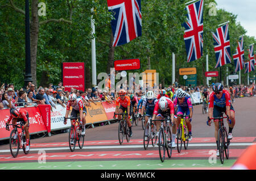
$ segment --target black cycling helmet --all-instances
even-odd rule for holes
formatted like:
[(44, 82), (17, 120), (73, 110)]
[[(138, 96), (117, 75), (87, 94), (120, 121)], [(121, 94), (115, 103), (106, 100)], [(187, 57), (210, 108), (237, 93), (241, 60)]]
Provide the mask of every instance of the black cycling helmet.
[(14, 108), (11, 108), (10, 110), (10, 113), (11, 114), (11, 116), (15, 118), (17, 118), (19, 116), (19, 111), (17, 110)]
[(223, 90), (223, 85), (221, 83), (217, 82), (214, 83), (213, 86), (212, 86), (212, 89), (214, 92), (220, 92)]

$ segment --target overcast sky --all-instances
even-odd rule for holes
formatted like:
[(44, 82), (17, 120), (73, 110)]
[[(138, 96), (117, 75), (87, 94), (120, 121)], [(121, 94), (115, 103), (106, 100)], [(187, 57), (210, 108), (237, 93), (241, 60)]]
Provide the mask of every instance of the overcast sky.
[[(237, 15), (237, 20), (247, 31), (246, 35), (256, 39), (255, 0), (215, 0), (217, 9)], [(224, 22), (223, 22), (224, 23)]]

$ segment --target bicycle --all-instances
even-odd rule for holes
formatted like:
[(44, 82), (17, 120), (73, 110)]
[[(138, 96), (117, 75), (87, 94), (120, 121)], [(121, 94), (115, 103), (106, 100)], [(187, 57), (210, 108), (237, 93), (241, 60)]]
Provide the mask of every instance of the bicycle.
[[(156, 137), (156, 128), (155, 124), (152, 122), (152, 117), (148, 117), (148, 120), (145, 126), (145, 129), (144, 130), (143, 134), (143, 146), (145, 150), (147, 149), (150, 140), (152, 142), (152, 146), (155, 146), (157, 141)], [(148, 134), (146, 135), (146, 130), (148, 130)], [(147, 137), (147, 140), (145, 140), (145, 138)]]
[[(226, 127), (224, 126), (223, 122), (224, 119), (229, 120), (229, 117), (223, 117), (223, 113), (221, 113), (221, 117), (209, 118), (209, 120), (213, 120), (214, 122), (218, 122), (218, 148), (220, 153), (220, 160), (221, 164), (224, 163), (224, 152), (226, 158), (229, 158), (229, 145), (230, 144), (230, 140), (228, 138), (228, 132)], [(231, 124), (231, 123), (230, 123)], [(207, 121), (208, 125), (208, 121)]]
[(202, 111), (203, 111), (203, 114), (207, 113), (207, 102), (206, 101), (206, 99), (204, 98), (203, 99), (203, 107), (202, 107)]
[[(178, 115), (177, 116), (181, 117), (180, 120), (180, 124), (179, 125), (177, 133), (177, 150), (178, 153), (180, 153), (182, 149), (182, 144), (184, 143), (184, 147), (185, 150), (188, 149), (188, 129), (186, 124), (186, 121), (185, 121), (184, 117), (185, 117), (185, 114)], [(179, 142), (180, 141), (180, 143)], [(180, 146), (179, 146), (180, 144)]]
[[(74, 151), (76, 141), (78, 141), (79, 146), (81, 149), (84, 146), (85, 135), (81, 134), (82, 122), (80, 121), (80, 118), (79, 117), (67, 117), (64, 118), (64, 120), (68, 119), (71, 120), (71, 127), (69, 128), (68, 134), (68, 143), (70, 150)], [(73, 143), (72, 143), (71, 141), (73, 141)]]
[(115, 117), (115, 115), (122, 115), (122, 119), (119, 120), (118, 124), (118, 140), (120, 145), (122, 145), (123, 142), (123, 138), (125, 135), (126, 138), (127, 142), (130, 141), (130, 137), (129, 135), (129, 128), (127, 125), (126, 119), (128, 116), (126, 111), (124, 113), (114, 113), (114, 118)]
[[(17, 122), (15, 124), (9, 124), (9, 125), (13, 125), (14, 127), (11, 132), (9, 138), (10, 150), (13, 157), (16, 158), (18, 156), (19, 150), (21, 149), (21, 147), (22, 147), (24, 154), (28, 154), (30, 150), (26, 151), (26, 140), (24, 135), (25, 131), (23, 129), (23, 123), (22, 121)], [(18, 128), (21, 129), (22, 132), (18, 132)], [(28, 144), (30, 147), (30, 138)]]
[[(161, 126), (158, 135), (158, 150), (160, 159), (162, 162), (164, 161), (166, 150), (169, 158), (172, 156), (172, 136), (170, 128), (170, 119), (154, 120), (151, 121), (161, 121)], [(165, 122), (165, 123), (164, 123)]]

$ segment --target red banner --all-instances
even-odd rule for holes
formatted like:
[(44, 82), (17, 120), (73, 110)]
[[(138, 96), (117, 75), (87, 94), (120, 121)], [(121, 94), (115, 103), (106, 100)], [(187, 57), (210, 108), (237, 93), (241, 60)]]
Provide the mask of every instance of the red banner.
[(84, 91), (84, 63), (63, 62), (63, 78), (65, 90), (70, 91), (71, 88)]
[(204, 73), (205, 77), (218, 77), (218, 71), (205, 71)]
[(38, 107), (44, 125), (48, 133), (51, 132), (51, 106), (48, 104), (39, 104)]
[(113, 119), (114, 117), (114, 112), (115, 111), (115, 104), (109, 103), (107, 102), (102, 102), (103, 108), (105, 110), (108, 120)]
[(137, 70), (141, 68), (141, 61), (139, 58), (115, 60), (115, 71)]
[[(30, 134), (33, 133), (39, 133), (46, 132), (47, 129), (44, 125), (43, 117), (38, 107), (31, 107), (26, 108), (20, 108), (20, 109), (25, 109), (28, 112), (29, 121), (30, 121)], [(5, 129), (5, 125), (7, 120), (9, 118), (10, 110), (0, 110), (0, 140), (3, 138), (9, 138), (10, 131)], [(11, 124), (11, 122), (10, 123)], [(10, 131), (13, 129), (13, 127), (10, 127)]]

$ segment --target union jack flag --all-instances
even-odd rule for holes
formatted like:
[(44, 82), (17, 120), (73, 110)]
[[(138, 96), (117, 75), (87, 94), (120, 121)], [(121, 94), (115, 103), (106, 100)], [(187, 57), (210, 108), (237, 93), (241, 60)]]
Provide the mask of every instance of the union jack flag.
[(113, 47), (141, 36), (141, 0), (108, 0), (108, 7), (114, 18), (111, 21)]
[(183, 35), (187, 62), (197, 60), (203, 55), (203, 9), (204, 0), (187, 6), (187, 22), (183, 23)]
[(238, 71), (245, 67), (245, 50), (243, 49), (243, 36), (240, 39), (240, 42), (238, 41), (238, 44), (237, 47), (237, 52), (236, 54), (233, 55), (233, 58), (236, 65), (235, 71)]
[(249, 73), (251, 71), (254, 70), (254, 61), (249, 60), (247, 62), (245, 63), (245, 73)]
[(248, 54), (249, 60), (253, 61), (254, 64), (256, 64), (256, 62), (254, 58), (254, 52), (253, 51), (253, 45), (250, 45), (250, 48), (249, 49), (248, 49), (248, 51), (249, 52), (249, 53)]
[(212, 32), (212, 35), (217, 62), (215, 68), (231, 63), (229, 24), (227, 23), (217, 28), (216, 33)]

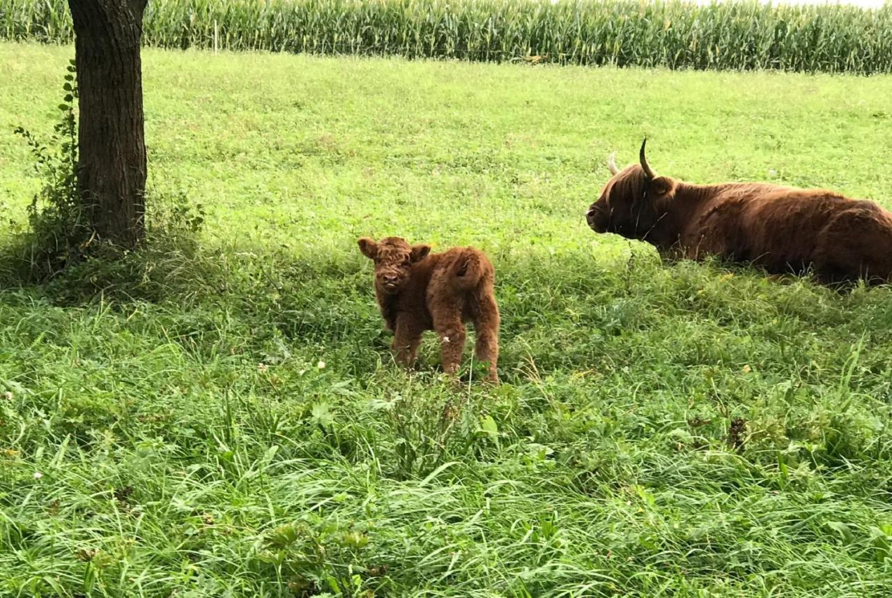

....

_GIVEN EXERCISE_
Transcribe all of the records above line for line, without changing anything, and leave the pictures out of your answer.

_RESULT OF THIS TASK_
$ segment --target black cycling helmet --all-instances
even-odd rule for holes
formatted like:
[(44, 82), (17, 120), (73, 110)]
[[(138, 96), (117, 75), (87, 94), (120, 121)], [(121, 94), (115, 103), (106, 100)], [(187, 57), (210, 108), (237, 93), (241, 60)]]
Provide the mask of every instance of the black cycling helmet.
[(14, 108), (11, 108), (10, 110), (10, 113), (11, 114), (11, 116), (15, 118), (17, 118), (19, 116), (19, 111), (17, 110)]
[(223, 90), (223, 85), (221, 83), (217, 82), (214, 83), (213, 86), (212, 86), (212, 89), (214, 92), (220, 92)]

$ segment --target overcast sky --all-instances
even-odd rule for holes
formatted like:
[(44, 82), (17, 120), (73, 110)]
[[(138, 96), (117, 75), (87, 94), (120, 121)], [(121, 94), (115, 103), (106, 100)], [(187, 57), (210, 108), (237, 93), (241, 60)]]
Provide the mask of every instance of the overcast sky.
[[(237, 15), (237, 20), (247, 31), (246, 35), (256, 39), (255, 0), (215, 0), (217, 9)], [(224, 22), (223, 22), (224, 23)]]

$ segment --target bicycle --all-instances
even-odd rule for holes
formatted like:
[(44, 82), (17, 120), (73, 110)]
[[(138, 96), (117, 75), (87, 94), (120, 121)], [(121, 94), (115, 103), (106, 100)], [(187, 57), (210, 108), (237, 93), (241, 60)]]
Provide the mask of every instance of the bicycle.
[[(156, 137), (156, 128), (155, 124), (152, 122), (152, 117), (148, 117), (148, 120), (145, 126), (145, 129), (144, 130), (143, 134), (143, 146), (145, 150), (147, 149), (150, 140), (152, 142), (152, 146), (155, 146), (157, 141)], [(148, 134), (146, 135), (146, 130), (148, 130)], [(147, 137), (147, 140), (145, 140), (145, 138)]]
[[(226, 127), (224, 126), (223, 122), (224, 119), (229, 120), (229, 117), (223, 117), (223, 113), (221, 113), (221, 117), (209, 118), (209, 120), (213, 120), (214, 122), (218, 122), (218, 148), (220, 153), (220, 160), (221, 164), (224, 163), (224, 152), (226, 158), (229, 158), (229, 145), (230, 144), (230, 140), (228, 138), (228, 132)], [(231, 124), (231, 123), (230, 123)], [(207, 121), (208, 125), (208, 121)]]
[(202, 111), (203, 111), (203, 114), (207, 113), (207, 102), (206, 101), (206, 99), (204, 98), (203, 99), (203, 107), (202, 107)]
[[(178, 115), (177, 116), (181, 117), (180, 120), (180, 124), (179, 125), (177, 133), (177, 150), (178, 153), (180, 153), (182, 149), (182, 144), (184, 143), (184, 147), (185, 150), (188, 149), (188, 129), (186, 124), (186, 121), (185, 121), (184, 117), (185, 117), (185, 114)], [(179, 142), (180, 141), (180, 143)], [(180, 146), (179, 146), (180, 144)]]
[[(74, 151), (76, 141), (78, 141), (79, 146), (81, 149), (84, 146), (85, 135), (81, 134), (82, 122), (80, 121), (80, 118), (79, 117), (67, 117), (64, 118), (64, 120), (68, 119), (71, 120), (71, 127), (69, 128), (68, 134), (68, 143), (70, 150)], [(73, 143), (72, 143), (71, 141), (73, 141)]]
[(115, 117), (115, 115), (122, 115), (122, 119), (119, 120), (118, 124), (118, 140), (120, 145), (122, 145), (123, 142), (123, 138), (125, 135), (126, 138), (127, 142), (130, 141), (130, 137), (129, 135), (129, 128), (127, 125), (126, 119), (128, 116), (126, 111), (124, 113), (114, 113), (114, 118)]
[[(17, 122), (15, 124), (9, 124), (9, 125), (13, 125), (14, 127), (11, 132), (9, 138), (10, 150), (13, 157), (16, 158), (18, 156), (19, 150), (21, 149), (21, 147), (22, 147), (24, 154), (28, 154), (30, 150), (26, 151), (26, 140), (24, 135), (25, 131), (23, 129), (23, 123), (22, 121)], [(18, 128), (21, 129), (22, 132), (18, 132)], [(28, 144), (30, 147), (30, 138)]]
[[(161, 126), (158, 135), (158, 150), (160, 159), (162, 162), (164, 161), (166, 150), (169, 158), (172, 156), (172, 136), (170, 128), (170, 119), (154, 120), (151, 121), (161, 121)], [(165, 122), (165, 123), (164, 123)]]

$ segment --target red banner --all-instances
even-odd rule for holes
formatted like:
[(44, 82), (17, 120), (73, 110)]
[[(138, 96), (117, 75), (87, 94), (120, 121)], [(121, 94), (115, 103), (106, 100)], [(187, 57), (210, 108), (237, 93), (241, 60)]]
Provide the mask of every instance of the red banner.
[(84, 91), (84, 63), (63, 62), (63, 78), (65, 90), (70, 91), (71, 88)]
[(204, 73), (205, 77), (218, 77), (218, 71), (205, 71)]
[(38, 107), (44, 125), (48, 133), (51, 132), (51, 106), (48, 104), (39, 104)]
[(113, 119), (114, 117), (114, 112), (115, 111), (115, 104), (109, 103), (107, 102), (102, 102), (103, 108), (105, 110), (108, 120)]
[(137, 70), (141, 68), (141, 61), (139, 58), (115, 60), (115, 71)]
[[(30, 134), (33, 133), (39, 133), (46, 132), (47, 129), (44, 125), (43, 117), (38, 107), (31, 107), (26, 108), (20, 108), (20, 109), (25, 109), (28, 112), (29, 121), (30, 121)], [(5, 129), (5, 125), (7, 120), (9, 118), (10, 110), (0, 110), (0, 140), (3, 138), (9, 138), (10, 131)], [(11, 124), (11, 122), (10, 123)], [(10, 131), (13, 129), (13, 127), (10, 127)]]

$ segment --target union jack flag --all-instances
even-odd rule for holes
formatted like:
[(44, 82), (17, 120), (73, 110)]
[[(138, 96), (117, 75), (87, 94), (120, 121)], [(121, 94), (115, 103), (106, 100)], [(187, 57), (210, 108), (237, 93), (241, 60)]]
Provide the mask of every instance of the union jack flag.
[(113, 47), (141, 36), (141, 0), (108, 0), (108, 7), (114, 18), (111, 21)]
[(183, 35), (187, 62), (197, 60), (203, 55), (203, 9), (204, 0), (187, 6), (187, 22), (183, 23)]
[(238, 71), (245, 67), (245, 50), (243, 49), (243, 36), (240, 39), (240, 42), (238, 41), (238, 44), (237, 47), (237, 52), (236, 54), (233, 55), (233, 58), (236, 65), (235, 71)]
[(249, 73), (251, 71), (254, 70), (254, 61), (249, 60), (247, 62), (245, 63), (245, 73)]
[(248, 54), (249, 60), (253, 61), (254, 64), (256, 64), (256, 62), (254, 58), (254, 52), (253, 51), (253, 45), (250, 45), (250, 48), (249, 49), (248, 49), (248, 51), (249, 52), (249, 53)]
[(212, 32), (212, 35), (217, 62), (215, 68), (231, 63), (229, 24), (227, 23), (217, 28), (216, 33)]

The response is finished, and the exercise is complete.